What you need to do
Repeat the lines below word for word, starting with the line that contains "Locate the nike" and ending with the line that contains "Target: diamondbacks logo on cap", both included.
━━━ Supplied records ━━━
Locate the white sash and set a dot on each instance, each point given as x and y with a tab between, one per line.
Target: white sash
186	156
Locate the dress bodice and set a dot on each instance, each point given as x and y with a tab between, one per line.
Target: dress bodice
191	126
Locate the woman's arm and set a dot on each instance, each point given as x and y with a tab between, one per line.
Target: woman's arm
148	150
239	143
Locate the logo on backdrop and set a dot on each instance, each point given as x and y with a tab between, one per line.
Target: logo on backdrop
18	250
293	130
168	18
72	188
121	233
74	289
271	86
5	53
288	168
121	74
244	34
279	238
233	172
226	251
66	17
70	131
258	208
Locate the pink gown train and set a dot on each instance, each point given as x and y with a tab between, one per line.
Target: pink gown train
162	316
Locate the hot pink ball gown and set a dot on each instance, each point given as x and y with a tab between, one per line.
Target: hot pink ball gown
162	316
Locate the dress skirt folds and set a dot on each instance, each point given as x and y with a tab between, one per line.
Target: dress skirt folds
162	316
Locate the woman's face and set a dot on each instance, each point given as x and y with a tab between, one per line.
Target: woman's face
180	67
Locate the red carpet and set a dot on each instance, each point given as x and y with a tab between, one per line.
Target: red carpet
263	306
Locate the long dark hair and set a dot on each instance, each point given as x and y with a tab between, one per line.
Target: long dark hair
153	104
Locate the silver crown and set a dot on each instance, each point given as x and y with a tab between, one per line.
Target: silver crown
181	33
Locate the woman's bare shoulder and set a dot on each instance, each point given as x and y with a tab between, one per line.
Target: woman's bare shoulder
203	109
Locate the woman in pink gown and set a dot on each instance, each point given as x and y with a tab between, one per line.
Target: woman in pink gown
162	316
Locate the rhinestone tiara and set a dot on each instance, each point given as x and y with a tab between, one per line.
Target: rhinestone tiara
━━━
━━━ Supplied records ━━━
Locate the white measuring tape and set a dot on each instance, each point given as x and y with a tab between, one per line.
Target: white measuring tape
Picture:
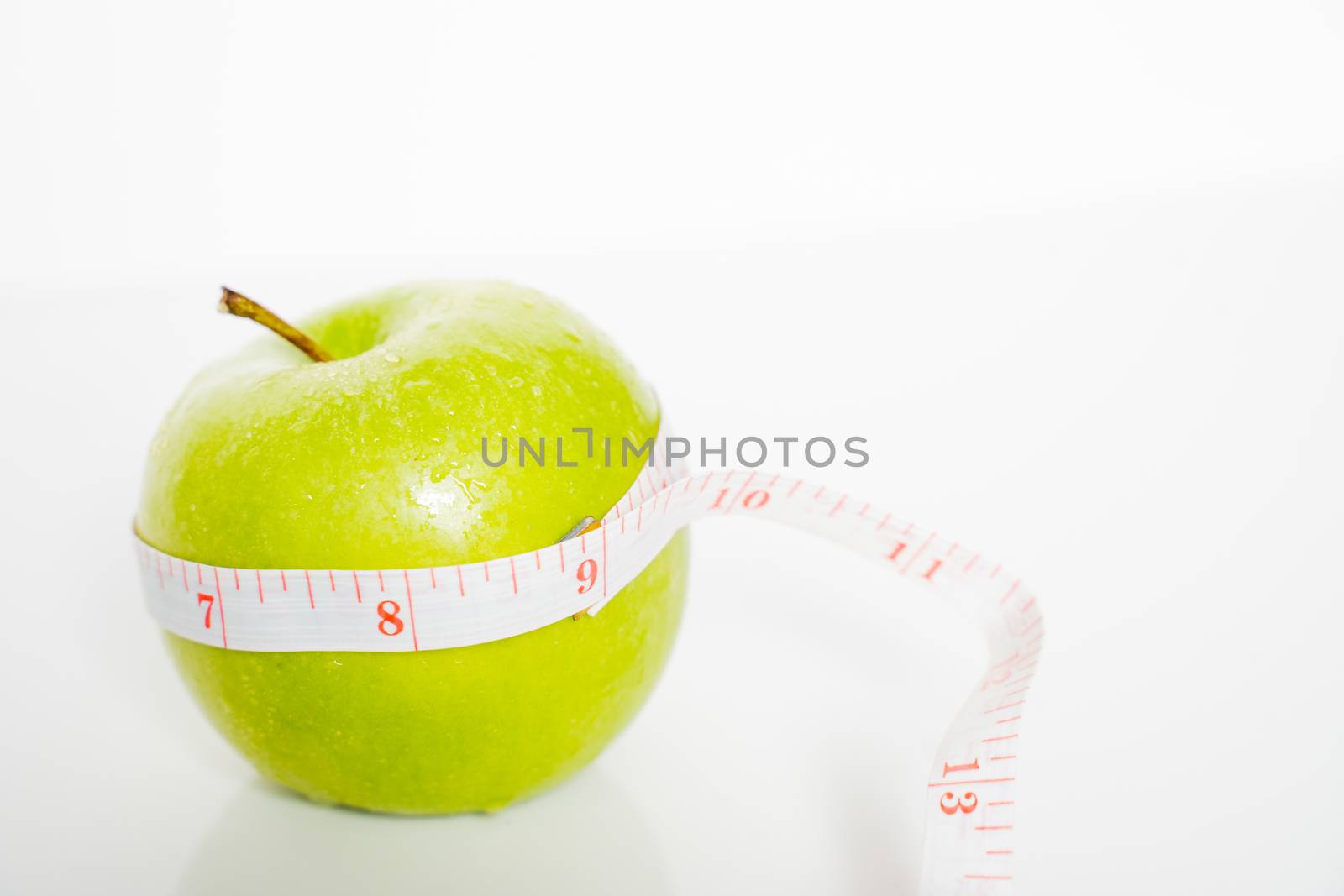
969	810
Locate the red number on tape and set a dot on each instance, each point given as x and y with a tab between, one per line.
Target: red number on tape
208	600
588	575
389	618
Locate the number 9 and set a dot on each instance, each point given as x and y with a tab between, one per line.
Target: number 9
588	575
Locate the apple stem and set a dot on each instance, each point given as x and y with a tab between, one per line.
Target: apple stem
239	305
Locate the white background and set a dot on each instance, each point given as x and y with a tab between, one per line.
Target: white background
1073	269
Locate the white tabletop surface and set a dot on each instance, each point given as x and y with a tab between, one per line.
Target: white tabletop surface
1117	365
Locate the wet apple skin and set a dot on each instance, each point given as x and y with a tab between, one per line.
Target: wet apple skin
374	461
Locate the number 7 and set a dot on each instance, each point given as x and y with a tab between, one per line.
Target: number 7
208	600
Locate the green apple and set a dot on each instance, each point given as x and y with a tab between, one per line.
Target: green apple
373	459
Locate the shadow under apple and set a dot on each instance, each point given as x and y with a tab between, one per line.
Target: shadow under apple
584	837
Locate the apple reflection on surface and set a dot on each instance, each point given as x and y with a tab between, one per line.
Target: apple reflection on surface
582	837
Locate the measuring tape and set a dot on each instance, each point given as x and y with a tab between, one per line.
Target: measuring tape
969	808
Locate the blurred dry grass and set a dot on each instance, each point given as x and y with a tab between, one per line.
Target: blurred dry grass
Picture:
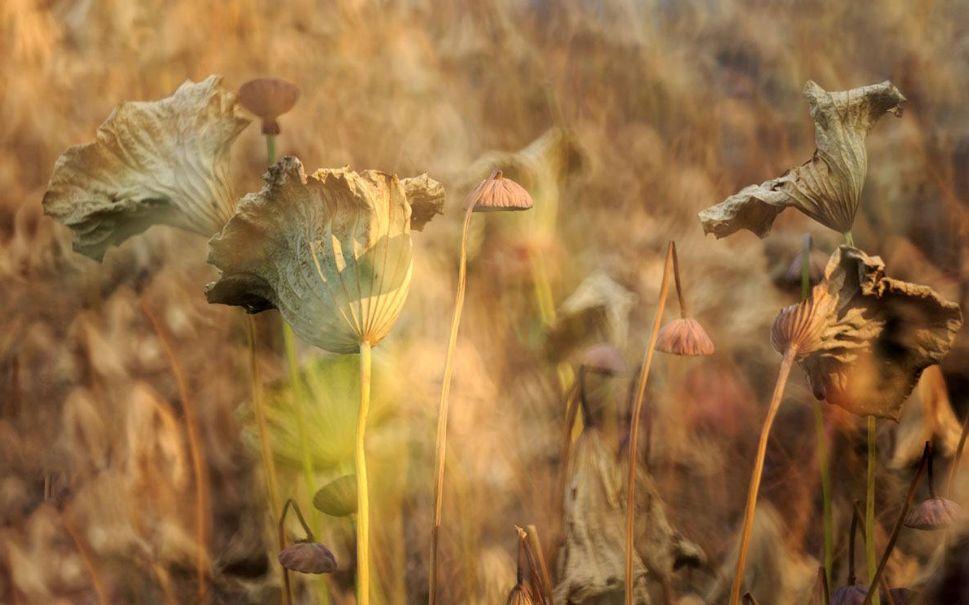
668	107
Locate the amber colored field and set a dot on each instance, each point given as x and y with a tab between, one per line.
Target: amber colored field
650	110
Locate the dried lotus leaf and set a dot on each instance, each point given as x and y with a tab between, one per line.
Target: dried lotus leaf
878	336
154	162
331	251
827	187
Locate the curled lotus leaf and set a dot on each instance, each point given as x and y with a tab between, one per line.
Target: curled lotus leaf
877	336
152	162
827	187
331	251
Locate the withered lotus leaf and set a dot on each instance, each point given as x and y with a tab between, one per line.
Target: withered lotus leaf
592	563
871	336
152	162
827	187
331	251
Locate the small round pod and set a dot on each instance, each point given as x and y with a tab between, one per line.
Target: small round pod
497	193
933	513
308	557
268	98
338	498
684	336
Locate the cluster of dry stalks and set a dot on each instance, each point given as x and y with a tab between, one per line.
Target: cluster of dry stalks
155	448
━━━
━━━ Supplied records ━━━
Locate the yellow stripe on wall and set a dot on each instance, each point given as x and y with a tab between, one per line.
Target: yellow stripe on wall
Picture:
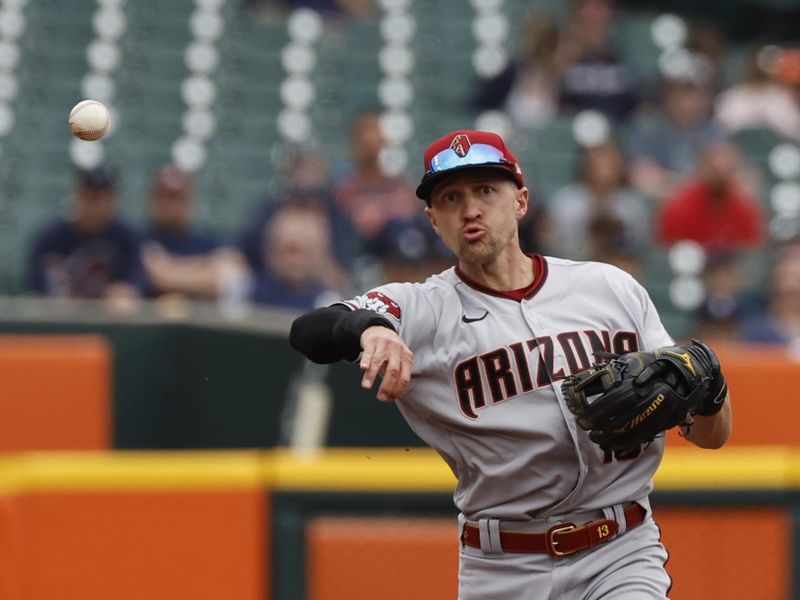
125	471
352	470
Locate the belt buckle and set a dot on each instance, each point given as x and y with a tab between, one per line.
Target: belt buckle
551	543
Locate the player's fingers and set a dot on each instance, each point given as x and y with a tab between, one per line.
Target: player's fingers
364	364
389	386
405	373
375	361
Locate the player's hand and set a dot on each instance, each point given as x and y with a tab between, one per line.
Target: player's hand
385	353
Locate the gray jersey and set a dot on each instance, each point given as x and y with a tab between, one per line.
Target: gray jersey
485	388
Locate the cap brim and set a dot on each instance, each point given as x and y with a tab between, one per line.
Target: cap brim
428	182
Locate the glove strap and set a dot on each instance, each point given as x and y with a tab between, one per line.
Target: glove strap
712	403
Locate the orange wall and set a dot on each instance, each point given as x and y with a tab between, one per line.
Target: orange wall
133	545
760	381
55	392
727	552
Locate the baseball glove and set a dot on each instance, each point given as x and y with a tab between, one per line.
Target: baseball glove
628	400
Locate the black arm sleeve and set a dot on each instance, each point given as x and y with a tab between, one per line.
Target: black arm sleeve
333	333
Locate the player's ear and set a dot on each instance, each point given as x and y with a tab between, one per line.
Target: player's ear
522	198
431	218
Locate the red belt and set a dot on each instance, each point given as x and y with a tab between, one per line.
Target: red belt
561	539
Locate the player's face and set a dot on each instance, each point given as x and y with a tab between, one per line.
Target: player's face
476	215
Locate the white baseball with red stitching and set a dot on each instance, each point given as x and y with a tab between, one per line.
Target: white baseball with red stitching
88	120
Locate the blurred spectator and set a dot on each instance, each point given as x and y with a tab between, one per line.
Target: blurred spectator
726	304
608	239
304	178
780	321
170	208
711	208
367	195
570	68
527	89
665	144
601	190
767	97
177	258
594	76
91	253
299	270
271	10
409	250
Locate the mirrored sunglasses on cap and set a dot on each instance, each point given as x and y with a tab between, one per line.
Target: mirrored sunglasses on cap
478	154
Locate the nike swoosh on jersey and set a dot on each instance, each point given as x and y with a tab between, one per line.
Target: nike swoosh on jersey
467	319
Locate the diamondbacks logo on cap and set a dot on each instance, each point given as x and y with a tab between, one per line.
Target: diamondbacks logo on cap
━━━
Task solution
Locate the nike swoosh on jersey and set a dot on each instance, each point given as x and y with a tab between, one per line.
Target: nike swoosh on jersey
467	319
Locate the diamondbacks logo on cap and set a dot on each instance, each point given as x and y with a tab between, one per line.
Target: diamondbacks logo on cap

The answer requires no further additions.